STATED EXERCISE — Arrange the lines of the material as a JSON list of strings, one string per line and no blank lines.

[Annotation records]
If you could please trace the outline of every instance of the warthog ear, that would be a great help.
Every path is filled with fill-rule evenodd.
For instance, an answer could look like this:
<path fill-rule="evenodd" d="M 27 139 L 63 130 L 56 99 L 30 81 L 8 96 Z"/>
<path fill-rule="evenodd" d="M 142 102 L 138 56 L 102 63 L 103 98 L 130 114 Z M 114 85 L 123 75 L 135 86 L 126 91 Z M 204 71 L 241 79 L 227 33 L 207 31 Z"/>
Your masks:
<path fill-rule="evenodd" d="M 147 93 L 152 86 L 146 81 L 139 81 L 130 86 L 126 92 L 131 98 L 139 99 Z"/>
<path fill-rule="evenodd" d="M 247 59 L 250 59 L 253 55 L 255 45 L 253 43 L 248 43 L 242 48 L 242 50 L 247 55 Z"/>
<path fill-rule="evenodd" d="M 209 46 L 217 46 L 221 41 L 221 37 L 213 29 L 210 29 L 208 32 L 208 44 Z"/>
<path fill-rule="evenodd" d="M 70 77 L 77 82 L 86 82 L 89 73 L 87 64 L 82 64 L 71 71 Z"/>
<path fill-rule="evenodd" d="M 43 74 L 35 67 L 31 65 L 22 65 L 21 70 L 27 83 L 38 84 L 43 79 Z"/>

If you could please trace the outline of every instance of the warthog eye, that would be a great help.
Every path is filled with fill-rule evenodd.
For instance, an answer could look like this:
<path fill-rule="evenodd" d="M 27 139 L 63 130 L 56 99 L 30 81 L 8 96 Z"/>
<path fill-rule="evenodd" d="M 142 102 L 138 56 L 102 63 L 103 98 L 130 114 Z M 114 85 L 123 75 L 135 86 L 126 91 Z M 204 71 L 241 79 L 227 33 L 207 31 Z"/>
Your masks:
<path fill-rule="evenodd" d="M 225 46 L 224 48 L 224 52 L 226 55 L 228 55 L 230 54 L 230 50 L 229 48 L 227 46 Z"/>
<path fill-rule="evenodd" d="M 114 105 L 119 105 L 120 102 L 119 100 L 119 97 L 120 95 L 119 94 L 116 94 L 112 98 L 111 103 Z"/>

WRITTEN RESPONSE —
[
  "If you could please trace the outline of every instance of the warthog ear, that would be a great help.",
  "Every path is filled with fill-rule evenodd.",
  "For instance, an answer could look like this:",
  "<path fill-rule=\"evenodd\" d=\"M 27 139 L 63 130 L 56 99 L 30 81 L 8 96 Z\"/>",
  "<path fill-rule=\"evenodd\" d=\"M 142 102 L 138 56 L 102 63 L 103 98 L 130 114 Z M 114 85 L 123 75 L 135 86 L 126 91 Z M 204 71 L 241 79 L 227 33 L 207 31 Z\"/>",
  "Your masks:",
  "<path fill-rule=\"evenodd\" d=\"M 147 93 L 152 86 L 146 81 L 139 81 L 130 86 L 126 92 L 131 98 L 139 99 Z\"/>",
  "<path fill-rule=\"evenodd\" d=\"M 247 59 L 250 59 L 253 55 L 255 45 L 253 43 L 248 43 L 242 48 L 242 50 L 247 55 Z\"/>",
  "<path fill-rule=\"evenodd\" d=\"M 209 46 L 217 46 L 221 41 L 221 37 L 213 29 L 210 29 L 208 32 L 208 44 Z\"/>",
  "<path fill-rule=\"evenodd\" d=\"M 70 77 L 77 82 L 86 82 L 89 73 L 87 64 L 82 64 L 71 71 Z\"/>",
  "<path fill-rule=\"evenodd\" d=\"M 43 74 L 35 67 L 31 65 L 22 65 L 21 70 L 27 83 L 38 84 L 43 79 Z\"/>",
  "If you could please trace the outline of every instance of the warthog eye, that would be a great help.",
  "Every path is filled with fill-rule evenodd.",
  "For instance, an answer could look like this:",
  "<path fill-rule=\"evenodd\" d=\"M 27 139 L 63 130 L 56 99 L 30 81 L 8 96 Z\"/>",
  "<path fill-rule=\"evenodd\" d=\"M 142 102 L 138 56 L 102 63 L 103 98 L 130 114 Z M 114 85 L 123 75 L 135 86 L 126 91 Z M 204 71 L 241 79 L 227 33 L 207 31 Z\"/>",
  "Your masks:",
  "<path fill-rule=\"evenodd\" d=\"M 225 46 L 224 48 L 224 52 L 226 55 L 228 55 L 230 54 L 230 50 L 229 48 L 227 46 Z\"/>",
  "<path fill-rule=\"evenodd\" d=\"M 114 105 L 119 105 L 120 102 L 119 100 L 119 97 L 120 95 L 119 94 L 116 94 L 112 98 L 111 103 Z\"/>"
]